== GEKOZEN FRAGMENT ==
Bedienings- en onderhoudsvoorschriften
Mark hydraulische pijpenbuigmachines
MONTAGE
1a. 11/4", 2" en 3" machines. Het buigframe wordt met steuntjes op de grond gezet en om de
pompcylinder geschoven. Daarna wordt de U-vormige pen door de gaten gestoken. Het buigframe
zit nu in de juiste stand en onwrikbaar vast.
NL
1b. 4" machine.
- Leg de U-balk op de grond.
- Plaats het onderste frame op de U-balk.
- Plaats de 4" pomp op de U-balk en haak het onderste frame aan de pomp.
- Bevestig nu d.m.v. de 2 meegeleverde M10 bouten de U-balk aan het pomphuis.
- Plaats de hoekmallen op het onderste frame.
- Plaats het bovenste frame op de hoekmallen en haak deze aan de pomp.
2. De buigmal, passend voor de buis die gebogen moet worden, wordt op de plunjer gezet. De
hoekmallen worden d.m.v. stalen pennen in het buigframe bevestigd in de gaten die overeenkomen
met de pijpmaat. Het buigen kan dan beginnen. (Er voor zorgen, dat de stalen pennen goed
door de onderste plaat steken!) Bij het buigen van andere dan gaspijp, moet over het algemeen
een grotere afstand tussen de hoekmallen worden gekozen.
HET BUIGEN
1. De vuldop, welke doorgeboord is, dient tevens voor ontluchting. Deze dop wordt alleen bij
het transport van de buiger gesloten, maar staat tijdens het gebruik altijd iets los. Bij de types met
open buigframe is verwijderen van de gebogen pijp gemakkelijker; speciaal bij lange werkstukken
en wanneer zich in een buis meerdere bochten bevinden, zal dit een aanzienlijke tijdsbesparing
geven. Ook kan tijdens het buigen gemakkelijk de hoek worden gemeten.

== WAT WORDT GEVRAAGD ==
• a. Vat de handleiding voor de pijpenbuigmachines samen in twee zinnen.
• b. Som in de juiste volgorde alle handelingen op die de handleiding noemt voor de montage van de 4" machine.
De records hieronder komen uit een andere bron dan het fragment.

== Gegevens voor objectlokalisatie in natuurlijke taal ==

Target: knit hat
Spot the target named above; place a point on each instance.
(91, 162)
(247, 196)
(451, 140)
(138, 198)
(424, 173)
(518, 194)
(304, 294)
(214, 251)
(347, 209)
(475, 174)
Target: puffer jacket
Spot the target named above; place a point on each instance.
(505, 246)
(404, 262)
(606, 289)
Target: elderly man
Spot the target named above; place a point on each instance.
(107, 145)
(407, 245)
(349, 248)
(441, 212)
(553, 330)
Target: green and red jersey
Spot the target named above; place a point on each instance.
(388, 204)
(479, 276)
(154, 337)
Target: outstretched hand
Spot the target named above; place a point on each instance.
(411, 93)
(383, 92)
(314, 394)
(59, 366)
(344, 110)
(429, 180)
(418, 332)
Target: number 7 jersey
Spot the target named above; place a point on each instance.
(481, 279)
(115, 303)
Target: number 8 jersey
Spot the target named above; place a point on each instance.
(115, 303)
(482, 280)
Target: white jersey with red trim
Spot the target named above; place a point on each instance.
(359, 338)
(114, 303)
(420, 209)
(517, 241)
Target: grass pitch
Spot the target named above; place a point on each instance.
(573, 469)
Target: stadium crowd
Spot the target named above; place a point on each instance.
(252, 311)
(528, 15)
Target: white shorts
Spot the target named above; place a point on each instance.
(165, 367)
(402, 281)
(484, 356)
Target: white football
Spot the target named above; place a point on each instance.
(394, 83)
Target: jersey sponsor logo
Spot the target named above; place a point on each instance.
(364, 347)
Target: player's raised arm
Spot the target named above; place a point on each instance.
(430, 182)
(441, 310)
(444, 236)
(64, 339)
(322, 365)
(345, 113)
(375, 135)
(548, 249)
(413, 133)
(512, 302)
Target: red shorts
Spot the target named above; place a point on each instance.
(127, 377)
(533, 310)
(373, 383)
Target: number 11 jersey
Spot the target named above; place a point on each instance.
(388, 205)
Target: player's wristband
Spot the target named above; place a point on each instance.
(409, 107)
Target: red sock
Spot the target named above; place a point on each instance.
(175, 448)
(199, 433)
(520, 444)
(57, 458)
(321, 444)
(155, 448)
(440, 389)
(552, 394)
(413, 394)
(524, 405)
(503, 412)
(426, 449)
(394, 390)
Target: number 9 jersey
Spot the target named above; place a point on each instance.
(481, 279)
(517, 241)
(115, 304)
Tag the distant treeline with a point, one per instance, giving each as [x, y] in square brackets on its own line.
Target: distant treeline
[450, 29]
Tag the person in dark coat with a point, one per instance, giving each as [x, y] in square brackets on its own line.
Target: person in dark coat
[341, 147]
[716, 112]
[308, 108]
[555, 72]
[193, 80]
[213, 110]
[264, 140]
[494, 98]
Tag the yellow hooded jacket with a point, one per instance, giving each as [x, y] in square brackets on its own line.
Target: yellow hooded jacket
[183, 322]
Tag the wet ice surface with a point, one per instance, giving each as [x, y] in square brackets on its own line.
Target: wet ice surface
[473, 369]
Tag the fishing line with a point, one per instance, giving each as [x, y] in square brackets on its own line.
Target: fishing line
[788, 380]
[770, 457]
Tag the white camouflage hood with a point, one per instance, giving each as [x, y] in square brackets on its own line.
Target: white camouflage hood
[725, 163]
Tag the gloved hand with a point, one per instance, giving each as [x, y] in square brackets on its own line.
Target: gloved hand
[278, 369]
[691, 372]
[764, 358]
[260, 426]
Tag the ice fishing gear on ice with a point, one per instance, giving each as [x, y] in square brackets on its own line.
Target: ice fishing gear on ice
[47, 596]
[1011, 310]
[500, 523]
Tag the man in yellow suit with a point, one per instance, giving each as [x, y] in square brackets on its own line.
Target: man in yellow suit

== ANTWOORDENLIJST ==
• a. De handleiding beschrijft hoe het buigframe van de Mark hydraulische pijpenbuigmachines wordt gemonteerd, apart voor de 4" machine en voor de overige machines, en hoe de buigmal op de plunjer en de hoekmallen met stalen pennen in het buigframe worden bevestigd. Daarnaast staat erin dat de doorgeboorde vuldop tijdens gebruik iets los moet staan voor ontluchting, en dat een open buigframe het verwijderen van de gebogen pijp en het meten van de hoek gemakkelijker maakt.

• b.
1. De U-balk op de grond leggen.
2. Het onderste frame op de U-balk plaatsen.
3. De 4" pomp op de U-balk plaatsen en het onderste frame aan de pomp haken.
4. De U-balk met de 2 meegeleverde M10 bouten aan het pomphuis bevestigen.
5. De hoekmallen op het onderste frame plaatsen.
6. Het bovenste frame op de hoekmallen plaatsen en aan de pomp haken.